§ **SHORT PROBLEM**: Lay out the lines of the data as a numbered list, starting at the line that contains "Target: arched window" and continuing through the line that contains "[[[66,90],[62,94],[62,108],[75,108],[75,93],[71,90]]]", both included. Leave out blank lines.

'''

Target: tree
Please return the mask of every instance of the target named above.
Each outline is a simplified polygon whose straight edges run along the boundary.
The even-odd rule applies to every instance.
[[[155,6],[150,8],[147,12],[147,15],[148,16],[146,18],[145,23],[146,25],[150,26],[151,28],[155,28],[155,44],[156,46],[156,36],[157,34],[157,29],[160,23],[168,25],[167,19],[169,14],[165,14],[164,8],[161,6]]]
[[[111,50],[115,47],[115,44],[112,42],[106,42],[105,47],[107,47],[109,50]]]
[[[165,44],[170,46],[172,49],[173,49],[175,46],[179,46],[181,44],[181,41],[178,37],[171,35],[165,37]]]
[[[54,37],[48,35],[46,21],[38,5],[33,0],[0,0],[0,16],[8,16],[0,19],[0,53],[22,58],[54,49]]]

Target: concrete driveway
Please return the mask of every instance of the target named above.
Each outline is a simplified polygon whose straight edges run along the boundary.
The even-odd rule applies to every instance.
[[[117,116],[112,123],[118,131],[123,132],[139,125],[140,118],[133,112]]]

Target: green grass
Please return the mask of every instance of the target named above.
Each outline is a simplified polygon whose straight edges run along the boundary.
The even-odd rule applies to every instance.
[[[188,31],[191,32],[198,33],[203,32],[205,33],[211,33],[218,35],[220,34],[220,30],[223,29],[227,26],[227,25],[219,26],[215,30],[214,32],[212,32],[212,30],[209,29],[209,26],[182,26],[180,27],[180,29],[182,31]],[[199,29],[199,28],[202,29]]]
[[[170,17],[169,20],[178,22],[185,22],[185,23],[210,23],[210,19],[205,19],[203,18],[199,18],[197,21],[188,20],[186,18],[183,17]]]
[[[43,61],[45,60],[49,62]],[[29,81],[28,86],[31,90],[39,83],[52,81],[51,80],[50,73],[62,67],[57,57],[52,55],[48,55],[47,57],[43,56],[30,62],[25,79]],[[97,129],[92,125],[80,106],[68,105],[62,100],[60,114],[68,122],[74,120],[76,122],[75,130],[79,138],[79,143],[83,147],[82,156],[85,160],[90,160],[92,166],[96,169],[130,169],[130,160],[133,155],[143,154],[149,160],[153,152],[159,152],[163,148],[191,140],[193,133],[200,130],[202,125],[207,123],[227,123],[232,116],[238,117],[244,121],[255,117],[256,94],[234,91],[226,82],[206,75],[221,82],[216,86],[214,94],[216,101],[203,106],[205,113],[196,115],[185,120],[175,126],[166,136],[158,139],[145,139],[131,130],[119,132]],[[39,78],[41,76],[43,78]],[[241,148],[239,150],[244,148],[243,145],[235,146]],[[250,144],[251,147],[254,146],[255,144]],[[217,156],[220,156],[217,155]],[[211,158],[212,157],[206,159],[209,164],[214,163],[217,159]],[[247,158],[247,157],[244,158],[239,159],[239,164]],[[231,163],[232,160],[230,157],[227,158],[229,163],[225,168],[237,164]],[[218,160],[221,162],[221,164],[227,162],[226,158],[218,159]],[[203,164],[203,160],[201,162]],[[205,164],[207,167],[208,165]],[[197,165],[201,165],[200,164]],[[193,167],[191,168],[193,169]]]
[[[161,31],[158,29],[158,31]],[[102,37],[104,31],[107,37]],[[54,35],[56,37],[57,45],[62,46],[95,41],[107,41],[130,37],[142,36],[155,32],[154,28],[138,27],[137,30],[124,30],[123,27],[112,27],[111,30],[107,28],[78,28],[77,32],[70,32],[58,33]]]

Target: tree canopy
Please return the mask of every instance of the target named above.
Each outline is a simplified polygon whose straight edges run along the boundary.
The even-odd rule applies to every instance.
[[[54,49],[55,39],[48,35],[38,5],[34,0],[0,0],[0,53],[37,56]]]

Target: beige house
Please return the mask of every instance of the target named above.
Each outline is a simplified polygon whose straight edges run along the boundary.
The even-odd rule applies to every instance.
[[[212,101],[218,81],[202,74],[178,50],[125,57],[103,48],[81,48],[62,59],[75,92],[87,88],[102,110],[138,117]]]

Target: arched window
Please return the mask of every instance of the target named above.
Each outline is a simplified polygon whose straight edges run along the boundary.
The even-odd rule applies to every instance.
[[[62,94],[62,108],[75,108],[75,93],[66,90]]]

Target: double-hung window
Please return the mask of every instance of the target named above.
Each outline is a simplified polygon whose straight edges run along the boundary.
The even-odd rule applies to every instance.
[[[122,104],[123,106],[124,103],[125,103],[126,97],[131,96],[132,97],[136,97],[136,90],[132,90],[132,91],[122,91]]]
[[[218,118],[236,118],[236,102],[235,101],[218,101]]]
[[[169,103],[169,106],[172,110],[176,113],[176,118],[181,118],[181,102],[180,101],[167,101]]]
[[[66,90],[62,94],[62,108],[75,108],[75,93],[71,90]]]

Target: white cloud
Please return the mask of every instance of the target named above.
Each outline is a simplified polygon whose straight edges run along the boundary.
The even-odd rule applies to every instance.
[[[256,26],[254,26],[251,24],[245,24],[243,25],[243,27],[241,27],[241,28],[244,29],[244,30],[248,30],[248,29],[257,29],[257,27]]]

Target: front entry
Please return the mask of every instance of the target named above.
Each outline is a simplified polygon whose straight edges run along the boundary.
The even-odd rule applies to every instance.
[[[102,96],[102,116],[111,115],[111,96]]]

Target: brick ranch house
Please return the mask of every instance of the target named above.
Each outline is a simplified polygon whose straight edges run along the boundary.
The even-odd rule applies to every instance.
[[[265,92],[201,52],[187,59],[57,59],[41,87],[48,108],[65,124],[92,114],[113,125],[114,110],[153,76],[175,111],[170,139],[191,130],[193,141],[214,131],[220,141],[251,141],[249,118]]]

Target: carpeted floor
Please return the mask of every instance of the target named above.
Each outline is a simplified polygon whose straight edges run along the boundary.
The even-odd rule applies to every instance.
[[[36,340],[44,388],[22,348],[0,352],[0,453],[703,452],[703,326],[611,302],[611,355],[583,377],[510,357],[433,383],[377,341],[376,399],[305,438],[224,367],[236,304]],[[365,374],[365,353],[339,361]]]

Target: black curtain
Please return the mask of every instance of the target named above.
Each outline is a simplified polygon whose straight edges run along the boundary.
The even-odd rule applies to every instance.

'''

§ **TASK RESPONSE**:
1. Target: arched window
2. Please return the mask of every instance of the target named above.
3. Each outline is a simplified polygon whose straight edges run along the boundary.
4. The even-odd rule applies to every instance.
5. [[[62,94],[62,108],[75,108],[75,93],[66,90]]]
6. Target: double-hung window
7. Please return the mask of every instance of the target named above.
8. Each outline is a simplified polygon whose straight edges run along the boundary.
9. The even-odd rule applies to every instance.
10. [[[122,104],[123,106],[124,103],[125,103],[126,97],[131,96],[132,97],[136,97],[136,90],[132,90],[132,91],[122,91]]]
11. [[[218,118],[236,118],[236,102],[235,101],[218,101]]]
12. [[[169,103],[169,106],[172,110],[176,113],[176,118],[181,118],[181,102],[180,101],[167,101]]]
13. [[[66,90],[62,94],[62,108],[75,108],[75,93],[71,90]]]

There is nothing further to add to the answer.